[Start Listed entries]

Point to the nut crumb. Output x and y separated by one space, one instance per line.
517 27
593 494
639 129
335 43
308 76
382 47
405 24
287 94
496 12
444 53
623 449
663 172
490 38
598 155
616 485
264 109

[End Listed entries]

Put every line of the material above into a JSON list of strings, with one string per line and no blank lines.

→ Final answer
[
  "Point to the nut crumb. Output x and y separated by one space, one instance per line.",
  "517 27",
  "593 494",
  "639 129",
  "335 43",
  "308 76",
  "382 47",
  "405 24",
  "287 94",
  "496 12",
  "444 53",
  "623 449",
  "663 172",
  "490 38",
  "598 155",
  "616 485",
  "264 109"
]